BRANO DI LETTURA
┌────────

L'apertura di un conto bancario operativo negli Stati Uniti è uno dei colli di bottiglia più sottovalutati nello sbarco americano di un'azienda italiana. Senza una banca operativa, è impossibile pagare fornitori, riscuotere clienti, attivare il payroll o gestire il treasury. Eppure le tempistiche e i requisiti delle banche statunitensi raramente vengono compresi prima di trovarsi nel mezzo del processo.
01Perché è così complesso
Le banche americane sono soggette a una stringente normativa anti-money laundering (BSA, USA PATRIOT Act, FinCEN) che impone procedure di KYC (Know Your Customer) particolarmente accurate per i clienti corporate con beneficial owner stranieri. Ogni banca ha sviluppato processi interni di onboarding che possono richiedere settimane o mesi di lavoro istruttorio.

└────────

DATI DISPONIBILI
┌────────

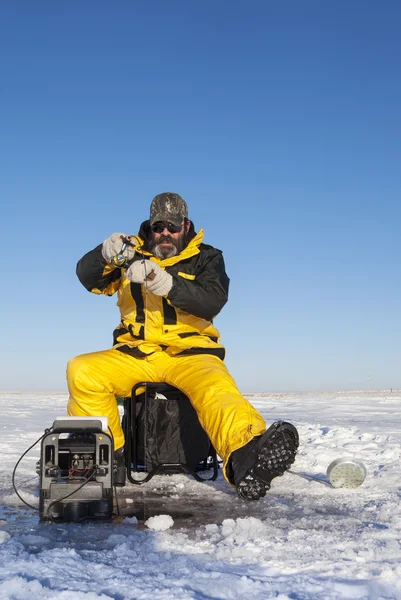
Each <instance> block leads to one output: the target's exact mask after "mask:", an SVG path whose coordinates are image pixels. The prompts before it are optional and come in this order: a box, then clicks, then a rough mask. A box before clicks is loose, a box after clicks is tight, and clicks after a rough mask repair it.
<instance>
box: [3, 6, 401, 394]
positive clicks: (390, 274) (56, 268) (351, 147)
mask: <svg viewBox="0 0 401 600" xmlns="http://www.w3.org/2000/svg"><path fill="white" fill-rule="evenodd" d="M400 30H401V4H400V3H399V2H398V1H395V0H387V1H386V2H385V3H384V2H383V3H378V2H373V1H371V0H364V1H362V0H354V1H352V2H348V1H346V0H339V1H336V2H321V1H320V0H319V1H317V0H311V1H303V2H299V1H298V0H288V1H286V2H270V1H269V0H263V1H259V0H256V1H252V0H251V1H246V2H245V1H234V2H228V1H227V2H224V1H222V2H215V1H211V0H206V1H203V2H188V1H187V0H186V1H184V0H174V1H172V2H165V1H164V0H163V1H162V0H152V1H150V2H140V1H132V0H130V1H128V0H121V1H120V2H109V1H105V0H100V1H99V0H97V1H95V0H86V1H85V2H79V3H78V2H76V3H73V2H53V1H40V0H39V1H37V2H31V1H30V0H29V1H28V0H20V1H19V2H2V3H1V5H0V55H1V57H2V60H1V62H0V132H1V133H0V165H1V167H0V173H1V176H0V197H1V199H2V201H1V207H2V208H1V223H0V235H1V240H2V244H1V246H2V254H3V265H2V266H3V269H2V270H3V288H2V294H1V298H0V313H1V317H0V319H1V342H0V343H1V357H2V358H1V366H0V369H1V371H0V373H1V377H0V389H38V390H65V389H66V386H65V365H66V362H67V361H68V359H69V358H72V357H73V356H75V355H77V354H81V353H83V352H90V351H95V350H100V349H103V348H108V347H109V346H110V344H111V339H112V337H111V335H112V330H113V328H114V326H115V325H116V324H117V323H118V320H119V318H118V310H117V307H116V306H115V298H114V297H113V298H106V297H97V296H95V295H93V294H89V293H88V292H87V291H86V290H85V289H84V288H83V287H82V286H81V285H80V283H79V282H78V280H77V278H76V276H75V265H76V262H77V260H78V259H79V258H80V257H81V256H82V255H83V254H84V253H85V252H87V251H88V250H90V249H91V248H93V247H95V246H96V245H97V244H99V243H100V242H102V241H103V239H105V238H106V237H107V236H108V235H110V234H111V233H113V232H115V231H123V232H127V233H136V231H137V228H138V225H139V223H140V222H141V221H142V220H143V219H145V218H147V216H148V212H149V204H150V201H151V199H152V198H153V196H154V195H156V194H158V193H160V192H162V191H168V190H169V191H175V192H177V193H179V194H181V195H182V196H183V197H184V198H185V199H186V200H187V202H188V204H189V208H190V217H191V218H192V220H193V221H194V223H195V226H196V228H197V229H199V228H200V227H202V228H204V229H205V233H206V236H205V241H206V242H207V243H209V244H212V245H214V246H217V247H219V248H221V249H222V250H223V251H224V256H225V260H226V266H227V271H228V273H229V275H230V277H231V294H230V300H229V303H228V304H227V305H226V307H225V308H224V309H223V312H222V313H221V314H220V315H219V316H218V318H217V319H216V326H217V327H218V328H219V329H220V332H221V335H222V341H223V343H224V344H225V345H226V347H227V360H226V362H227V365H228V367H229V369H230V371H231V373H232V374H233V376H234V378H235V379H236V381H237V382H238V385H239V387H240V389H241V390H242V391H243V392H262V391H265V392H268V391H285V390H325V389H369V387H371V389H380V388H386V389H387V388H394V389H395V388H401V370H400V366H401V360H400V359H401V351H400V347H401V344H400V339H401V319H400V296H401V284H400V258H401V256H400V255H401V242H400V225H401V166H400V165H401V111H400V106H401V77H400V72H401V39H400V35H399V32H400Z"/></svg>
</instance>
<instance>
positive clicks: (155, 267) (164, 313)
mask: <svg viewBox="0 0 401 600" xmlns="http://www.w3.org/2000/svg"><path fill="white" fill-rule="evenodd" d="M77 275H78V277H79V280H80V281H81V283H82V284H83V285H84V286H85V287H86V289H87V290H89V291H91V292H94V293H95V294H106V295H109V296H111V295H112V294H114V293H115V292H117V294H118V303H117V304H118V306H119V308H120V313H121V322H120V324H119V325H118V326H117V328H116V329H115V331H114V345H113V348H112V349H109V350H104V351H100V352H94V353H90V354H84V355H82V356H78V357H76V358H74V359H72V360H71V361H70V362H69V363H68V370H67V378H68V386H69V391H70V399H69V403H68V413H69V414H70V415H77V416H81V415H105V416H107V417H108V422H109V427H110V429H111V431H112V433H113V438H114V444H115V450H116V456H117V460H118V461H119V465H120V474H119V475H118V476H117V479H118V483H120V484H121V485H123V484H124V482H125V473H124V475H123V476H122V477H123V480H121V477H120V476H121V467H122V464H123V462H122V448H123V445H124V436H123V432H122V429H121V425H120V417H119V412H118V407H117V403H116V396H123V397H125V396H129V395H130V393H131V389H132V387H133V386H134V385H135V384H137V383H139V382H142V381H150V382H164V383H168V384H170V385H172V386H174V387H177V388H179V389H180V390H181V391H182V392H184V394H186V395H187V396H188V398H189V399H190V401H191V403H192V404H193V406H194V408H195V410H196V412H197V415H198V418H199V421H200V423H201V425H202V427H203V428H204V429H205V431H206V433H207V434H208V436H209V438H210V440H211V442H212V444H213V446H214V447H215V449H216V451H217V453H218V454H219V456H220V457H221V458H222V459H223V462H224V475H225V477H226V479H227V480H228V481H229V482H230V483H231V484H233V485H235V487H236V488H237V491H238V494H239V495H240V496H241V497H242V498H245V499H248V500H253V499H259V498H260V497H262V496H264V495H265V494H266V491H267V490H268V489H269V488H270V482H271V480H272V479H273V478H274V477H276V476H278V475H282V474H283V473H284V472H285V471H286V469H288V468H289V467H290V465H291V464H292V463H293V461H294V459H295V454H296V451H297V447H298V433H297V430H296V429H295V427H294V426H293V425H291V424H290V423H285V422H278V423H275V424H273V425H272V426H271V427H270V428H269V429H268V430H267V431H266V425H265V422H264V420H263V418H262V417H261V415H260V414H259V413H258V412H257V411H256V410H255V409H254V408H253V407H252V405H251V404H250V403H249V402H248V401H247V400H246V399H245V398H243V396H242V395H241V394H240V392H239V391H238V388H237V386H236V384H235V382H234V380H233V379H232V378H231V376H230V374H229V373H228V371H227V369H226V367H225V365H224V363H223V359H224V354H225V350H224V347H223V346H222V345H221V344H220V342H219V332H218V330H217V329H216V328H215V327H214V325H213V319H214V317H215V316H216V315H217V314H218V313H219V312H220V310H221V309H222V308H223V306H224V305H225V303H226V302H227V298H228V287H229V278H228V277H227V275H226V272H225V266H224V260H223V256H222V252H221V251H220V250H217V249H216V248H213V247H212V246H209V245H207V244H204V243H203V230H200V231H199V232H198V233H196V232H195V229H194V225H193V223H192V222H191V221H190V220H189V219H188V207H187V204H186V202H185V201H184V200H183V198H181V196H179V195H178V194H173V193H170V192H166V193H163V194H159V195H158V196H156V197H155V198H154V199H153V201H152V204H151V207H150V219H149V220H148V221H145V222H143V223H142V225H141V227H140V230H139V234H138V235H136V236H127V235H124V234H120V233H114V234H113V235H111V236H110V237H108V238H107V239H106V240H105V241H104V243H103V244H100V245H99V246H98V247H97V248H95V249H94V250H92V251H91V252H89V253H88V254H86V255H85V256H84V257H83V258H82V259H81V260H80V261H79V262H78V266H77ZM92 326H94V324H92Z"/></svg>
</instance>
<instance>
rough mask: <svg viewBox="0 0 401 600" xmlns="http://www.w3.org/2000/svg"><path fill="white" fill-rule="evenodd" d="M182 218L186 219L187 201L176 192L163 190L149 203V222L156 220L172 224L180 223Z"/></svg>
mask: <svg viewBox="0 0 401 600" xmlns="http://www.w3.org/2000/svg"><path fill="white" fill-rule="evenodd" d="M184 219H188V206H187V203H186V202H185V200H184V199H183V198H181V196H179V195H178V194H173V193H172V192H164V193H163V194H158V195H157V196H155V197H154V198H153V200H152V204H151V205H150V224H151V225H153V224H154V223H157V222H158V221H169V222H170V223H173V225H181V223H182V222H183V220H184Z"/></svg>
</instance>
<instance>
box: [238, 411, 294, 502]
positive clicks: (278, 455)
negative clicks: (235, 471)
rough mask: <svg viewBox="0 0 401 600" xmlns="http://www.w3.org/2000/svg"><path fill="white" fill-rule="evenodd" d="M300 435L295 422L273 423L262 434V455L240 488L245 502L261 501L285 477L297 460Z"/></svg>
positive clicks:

└────────

LAVORO RICHIESTO
Trascrivi fedelmente, dal brano sull'apertura di un conto bancario negli Stati Uniti, il tratto che va da «L'apertura di un» fino a «di lavoro istruttorio.».

SOLUZIONE DEL PROBLEMA
L'apertura di un conto bancario operativo negli Stati Uniti è uno dei colli di bottiglia più sottovalutati nello sbarco americano di un'azienda italiana. Senza una banca operativa, è impossibile pagare fornitori, riscuotere clienti, attivare il payroll o gestire il treasury. Eppure le tempistiche e i requisiti delle banche statunitensi raramente vengono compresi prima di trovarsi nel mezzo del processo.
01Perché è così complesso
Le banche americane sono soggette a una stringente normativa anti-money laundering (BSA, USA PATRIOT Act, FinCEN) che impone procedure di KYC (Know Your Customer) particolarmente accurate per i clienti corporate con beneficial owner stranieri. Ogni banca ha sviluppato processi interni di onboarding che possono richiedere settimane o mesi di lavoro istruttorio.